**Extract:**

Segment Open

Personal information
- Full name: Ashley Luke Barnes
- Date of birth: 30 October 1989 (age 36)
- Place of birth: Bath, England
- Height: 6 ft 1 in (1.86 m)
- Position: Striker

Team information
- Current team: Burnley
- Number: 35

Senior career*
- Years: Team / Apps / (Gls)
- 0000–2007: Paulton Rovers
- 2007–2010: Plymouth Argyle / 22 / (2)
- 2007: → Oxford United (loan) / 3 / (0)
- 2008: → Salisbury City (loan) / 5 / (0)
- 2008–2009: → Eastbourne Borough (loan) / 8 / (5)
- 2010: → Torquay United (loan) / 6 / (0)
- 2010: → Brighton & Hove Albion (loan) / 8 / (4)
- 2010–2014: Brighton & Hove Albion / 141 / (42)
- 2014–2023: Burnley / 268 / (51)
- 2023–2025: Norwich City / 43 / (6)
- 2025–: Burnley / 20 / (1)

International career
- 2008: Austria U20 / 1 / (0)

= Ashley Barnes =

English footballer (born 1989)

Ashley Luke Barnes (born 30 October 1989) is a professional footballer who plays as a striker for club Burnley.

Barnes previously played for Paulton Rovers, Plymouth Argyle, Oxford United, Salisbury City, Eastbourne Borough, Torquay United, Brighton & Hove Albion and Norwich City. He was capped by Austria at youth international level, making one appearance for their under-20 team in 2008, but his application for Austrian citizenship was rejected in 2019.

Segment Closed

**Information provided:**
Segment Open

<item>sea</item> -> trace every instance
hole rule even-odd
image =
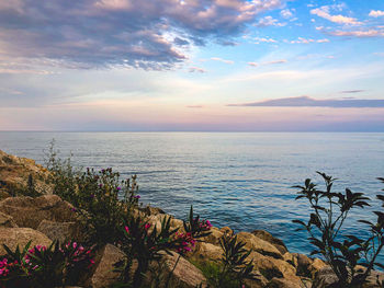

Segment Closed

**Activity 1:**
Name every club that the Ashley Barnes profile marks as a loan in the senior career section.
**Activity 2:**
Write out the Ashley Barnes profile word for word from "- 2010: → Brighton" to "for club Burnley.".

**Task answer 1:**
Oxford United, Salisbury City, Eastbourne Borough, Torquay United, Brighton & Hove Albion

**Task answer 2:**
- 2010: → Brighton & Hove Albion (loan) / 8 / (4)
- 2010–2014: Brighton & Hove Albion / 141 / (42)
- 2014–2023: Burnley / 268 / (51)
- 2023–2025: Norwich City / 43 / (6)
- 2025–: Burnley / 20 / (1)

International career
- 2008: Austria U20 / 1 / (0)

= Ashley Barnes =

English footballer (born 1989)

Ashley Luke Barnes (born 30 October 1989) is a professional footballer who plays as a striker for club Burnley.